[BEGIN PROVIDED ENTRIES]

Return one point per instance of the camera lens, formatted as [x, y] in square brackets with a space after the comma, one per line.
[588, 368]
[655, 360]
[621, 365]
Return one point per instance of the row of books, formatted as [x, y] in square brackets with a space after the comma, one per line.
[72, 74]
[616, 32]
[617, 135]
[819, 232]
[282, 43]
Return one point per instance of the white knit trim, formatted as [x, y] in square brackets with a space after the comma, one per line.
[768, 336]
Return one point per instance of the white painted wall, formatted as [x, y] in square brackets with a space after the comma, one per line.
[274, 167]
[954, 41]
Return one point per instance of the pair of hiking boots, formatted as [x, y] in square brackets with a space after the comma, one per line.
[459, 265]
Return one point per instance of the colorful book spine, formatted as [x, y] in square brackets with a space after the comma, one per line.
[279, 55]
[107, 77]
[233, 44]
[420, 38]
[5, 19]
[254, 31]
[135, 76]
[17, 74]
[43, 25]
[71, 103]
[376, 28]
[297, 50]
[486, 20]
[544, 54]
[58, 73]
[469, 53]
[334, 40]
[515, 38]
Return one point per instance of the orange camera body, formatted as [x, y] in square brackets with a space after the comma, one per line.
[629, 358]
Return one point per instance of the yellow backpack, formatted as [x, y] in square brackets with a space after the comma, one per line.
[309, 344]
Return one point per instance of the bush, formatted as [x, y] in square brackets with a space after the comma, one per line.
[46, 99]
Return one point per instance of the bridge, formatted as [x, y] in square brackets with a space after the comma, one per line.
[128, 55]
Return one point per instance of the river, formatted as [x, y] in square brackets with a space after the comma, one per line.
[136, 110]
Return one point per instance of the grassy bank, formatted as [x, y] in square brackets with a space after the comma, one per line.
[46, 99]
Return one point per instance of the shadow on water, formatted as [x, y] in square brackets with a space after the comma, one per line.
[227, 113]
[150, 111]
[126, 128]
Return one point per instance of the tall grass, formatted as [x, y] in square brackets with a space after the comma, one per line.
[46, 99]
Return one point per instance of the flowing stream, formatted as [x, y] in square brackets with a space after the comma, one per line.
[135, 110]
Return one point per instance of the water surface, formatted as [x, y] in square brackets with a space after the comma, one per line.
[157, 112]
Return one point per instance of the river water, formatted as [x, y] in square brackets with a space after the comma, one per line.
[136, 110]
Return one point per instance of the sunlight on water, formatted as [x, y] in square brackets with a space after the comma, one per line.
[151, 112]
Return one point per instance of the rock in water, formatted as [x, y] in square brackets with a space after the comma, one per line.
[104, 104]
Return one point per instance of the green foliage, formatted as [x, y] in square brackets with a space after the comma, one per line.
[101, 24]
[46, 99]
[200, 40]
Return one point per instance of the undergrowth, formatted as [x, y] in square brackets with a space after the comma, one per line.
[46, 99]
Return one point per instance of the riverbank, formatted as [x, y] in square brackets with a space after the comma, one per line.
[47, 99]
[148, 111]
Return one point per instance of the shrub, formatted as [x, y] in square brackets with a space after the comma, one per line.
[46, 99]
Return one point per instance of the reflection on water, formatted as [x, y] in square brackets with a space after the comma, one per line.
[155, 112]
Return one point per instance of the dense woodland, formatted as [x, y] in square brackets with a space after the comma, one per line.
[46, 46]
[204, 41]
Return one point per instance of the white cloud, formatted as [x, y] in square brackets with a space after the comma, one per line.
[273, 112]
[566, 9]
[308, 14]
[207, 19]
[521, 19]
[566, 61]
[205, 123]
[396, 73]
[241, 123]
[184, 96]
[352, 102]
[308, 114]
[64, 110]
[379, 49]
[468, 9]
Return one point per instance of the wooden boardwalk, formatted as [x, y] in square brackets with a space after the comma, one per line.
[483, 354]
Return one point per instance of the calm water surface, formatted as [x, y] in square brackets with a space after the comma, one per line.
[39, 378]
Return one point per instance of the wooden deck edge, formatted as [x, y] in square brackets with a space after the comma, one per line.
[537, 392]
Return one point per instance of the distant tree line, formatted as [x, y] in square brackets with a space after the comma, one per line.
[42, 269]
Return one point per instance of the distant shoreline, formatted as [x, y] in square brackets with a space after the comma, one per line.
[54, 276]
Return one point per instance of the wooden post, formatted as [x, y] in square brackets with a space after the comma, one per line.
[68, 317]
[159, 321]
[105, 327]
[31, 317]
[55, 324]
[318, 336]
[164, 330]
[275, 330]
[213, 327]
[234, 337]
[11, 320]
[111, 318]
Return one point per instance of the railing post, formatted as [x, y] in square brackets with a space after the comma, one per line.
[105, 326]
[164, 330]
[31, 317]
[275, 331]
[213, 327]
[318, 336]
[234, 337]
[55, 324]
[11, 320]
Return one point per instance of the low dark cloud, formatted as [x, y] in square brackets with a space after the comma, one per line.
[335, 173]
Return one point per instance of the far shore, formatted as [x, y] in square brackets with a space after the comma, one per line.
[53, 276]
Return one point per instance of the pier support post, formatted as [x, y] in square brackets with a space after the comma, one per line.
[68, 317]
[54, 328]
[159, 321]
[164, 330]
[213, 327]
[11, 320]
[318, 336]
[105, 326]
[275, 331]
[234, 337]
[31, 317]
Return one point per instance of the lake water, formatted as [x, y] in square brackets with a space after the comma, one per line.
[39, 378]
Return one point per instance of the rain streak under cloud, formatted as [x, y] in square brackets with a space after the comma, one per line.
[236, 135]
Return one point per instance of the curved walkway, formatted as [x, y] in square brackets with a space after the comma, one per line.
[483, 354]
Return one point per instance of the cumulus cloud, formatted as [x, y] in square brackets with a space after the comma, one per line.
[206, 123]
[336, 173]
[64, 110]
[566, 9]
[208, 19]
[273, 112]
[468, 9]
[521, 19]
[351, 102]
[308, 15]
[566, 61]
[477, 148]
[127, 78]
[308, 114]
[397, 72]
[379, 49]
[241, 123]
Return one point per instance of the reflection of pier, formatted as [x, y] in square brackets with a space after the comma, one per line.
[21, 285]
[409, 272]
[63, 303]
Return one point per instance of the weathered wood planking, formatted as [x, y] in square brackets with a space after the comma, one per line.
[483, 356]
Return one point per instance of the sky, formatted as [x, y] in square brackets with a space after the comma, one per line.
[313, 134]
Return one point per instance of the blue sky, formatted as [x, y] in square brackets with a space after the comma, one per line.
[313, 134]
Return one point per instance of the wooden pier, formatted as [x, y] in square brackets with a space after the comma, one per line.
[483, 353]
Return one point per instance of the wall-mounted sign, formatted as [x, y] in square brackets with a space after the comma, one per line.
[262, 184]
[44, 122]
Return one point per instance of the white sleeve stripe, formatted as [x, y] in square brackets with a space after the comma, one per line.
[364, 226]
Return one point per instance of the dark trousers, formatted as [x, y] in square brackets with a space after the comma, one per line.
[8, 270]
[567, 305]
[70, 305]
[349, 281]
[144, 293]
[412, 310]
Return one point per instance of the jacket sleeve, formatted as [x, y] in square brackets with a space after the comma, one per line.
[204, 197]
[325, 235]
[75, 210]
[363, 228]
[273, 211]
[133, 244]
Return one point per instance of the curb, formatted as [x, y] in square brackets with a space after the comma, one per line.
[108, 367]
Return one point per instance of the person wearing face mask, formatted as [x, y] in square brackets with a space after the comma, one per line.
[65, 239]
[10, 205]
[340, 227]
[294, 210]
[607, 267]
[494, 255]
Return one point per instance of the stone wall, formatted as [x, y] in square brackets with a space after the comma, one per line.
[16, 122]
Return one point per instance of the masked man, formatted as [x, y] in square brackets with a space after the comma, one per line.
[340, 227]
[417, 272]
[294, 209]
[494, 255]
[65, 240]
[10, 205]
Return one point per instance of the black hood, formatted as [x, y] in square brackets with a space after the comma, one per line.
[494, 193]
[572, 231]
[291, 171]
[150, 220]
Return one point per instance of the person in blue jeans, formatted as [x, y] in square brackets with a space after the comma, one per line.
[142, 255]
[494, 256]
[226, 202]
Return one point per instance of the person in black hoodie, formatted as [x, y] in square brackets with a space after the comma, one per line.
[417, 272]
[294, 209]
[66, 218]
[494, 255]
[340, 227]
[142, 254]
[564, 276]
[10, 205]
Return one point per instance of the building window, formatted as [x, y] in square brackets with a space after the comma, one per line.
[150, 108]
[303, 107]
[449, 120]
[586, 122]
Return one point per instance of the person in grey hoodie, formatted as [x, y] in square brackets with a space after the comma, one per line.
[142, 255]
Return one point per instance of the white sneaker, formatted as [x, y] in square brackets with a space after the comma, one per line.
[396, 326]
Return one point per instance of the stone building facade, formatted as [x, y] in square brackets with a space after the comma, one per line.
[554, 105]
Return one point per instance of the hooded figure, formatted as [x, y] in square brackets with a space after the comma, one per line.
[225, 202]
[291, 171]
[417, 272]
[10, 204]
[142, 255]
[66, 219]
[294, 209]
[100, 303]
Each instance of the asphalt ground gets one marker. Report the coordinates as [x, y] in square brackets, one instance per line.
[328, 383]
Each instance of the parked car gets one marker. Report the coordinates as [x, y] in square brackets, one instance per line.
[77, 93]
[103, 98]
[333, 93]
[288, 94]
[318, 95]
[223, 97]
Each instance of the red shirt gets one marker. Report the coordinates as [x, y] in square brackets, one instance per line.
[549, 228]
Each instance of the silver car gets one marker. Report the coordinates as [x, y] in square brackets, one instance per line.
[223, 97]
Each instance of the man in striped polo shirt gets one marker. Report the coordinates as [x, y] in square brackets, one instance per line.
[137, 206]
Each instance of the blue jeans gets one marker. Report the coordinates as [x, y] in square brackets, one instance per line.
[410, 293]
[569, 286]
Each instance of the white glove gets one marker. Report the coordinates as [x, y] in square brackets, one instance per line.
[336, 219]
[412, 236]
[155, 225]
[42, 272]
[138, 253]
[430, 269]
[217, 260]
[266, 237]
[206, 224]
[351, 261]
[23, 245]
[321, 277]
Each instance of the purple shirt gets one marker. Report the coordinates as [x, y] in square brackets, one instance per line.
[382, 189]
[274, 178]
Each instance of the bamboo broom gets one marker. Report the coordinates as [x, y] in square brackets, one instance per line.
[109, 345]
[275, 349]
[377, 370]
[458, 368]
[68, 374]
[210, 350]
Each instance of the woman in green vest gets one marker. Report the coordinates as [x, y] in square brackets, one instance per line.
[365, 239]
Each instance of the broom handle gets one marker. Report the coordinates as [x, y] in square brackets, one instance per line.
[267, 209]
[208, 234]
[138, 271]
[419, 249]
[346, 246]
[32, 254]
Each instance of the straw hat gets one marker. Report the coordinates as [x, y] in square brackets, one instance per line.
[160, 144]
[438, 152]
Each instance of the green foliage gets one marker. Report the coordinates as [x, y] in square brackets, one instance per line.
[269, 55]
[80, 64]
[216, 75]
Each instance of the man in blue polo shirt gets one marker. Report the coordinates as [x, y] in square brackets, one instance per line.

[END PROVIDED ENTRIES]

* [WHAT YOU ARE ASKED TO DO] Copy the lines above without any change, starting at the line containing "Each instance of the red" and continuing through the end of the items.

* [ANSWER TO THIS PROBLEM]
Each instance of the red shirt gets one marker. Report the coordinates as [x, y] in square brackets, one instance per line.
[549, 228]
Each instance of the silver car gets one marker. Report the coordinates as [x, y] in square brackets, one instance per line.
[223, 97]
Each instance of the man in striped polo shirt gets one marker. Report the coordinates as [x, y] in square brackets, one instance per line.
[137, 206]
Each instance of the blue jeans gets one marker. Report the coordinates as [x, y] in square brackets, one instance per line.
[410, 293]
[569, 286]
Each instance of the white glove gets one marker. Report the coordinates as [x, y] in square brackets, one instance per line.
[336, 219]
[412, 236]
[155, 225]
[42, 272]
[138, 253]
[430, 269]
[217, 260]
[266, 237]
[206, 224]
[351, 261]
[23, 245]
[321, 277]
Each instance of the purple shirt gets one marker. Report the coordinates as [x, y] in square brackets, one instance per line.
[382, 189]
[274, 178]
Each instance of the bamboo broom gets one marker. Report the coordinates as [x, y] in square brackets, one instance per line.
[109, 345]
[275, 349]
[377, 370]
[458, 368]
[68, 374]
[210, 350]
Each instance of the woman in green vest gets one marker. Report the coordinates as [x, y] in square brackets, one instance per line.
[365, 239]
Each instance of the broom handle gets one marker. Report the coordinates as [x, y] in square brackets, one instance per line.
[267, 209]
[208, 234]
[138, 271]
[419, 249]
[346, 246]
[32, 254]
Each instance of the straw hat gets one marker. Report the coordinates as [x, y] in square brackets, one instance per line.
[160, 144]
[438, 152]
Each instance of the green foliage gets one marker. Report the coordinates as [x, y] in square brackets, one instance per line.
[269, 55]
[80, 64]
[216, 75]
Each instance of the man in blue polo shirt gets one marker. Report the coordinates as [x, y] in square brackets, one instance per line.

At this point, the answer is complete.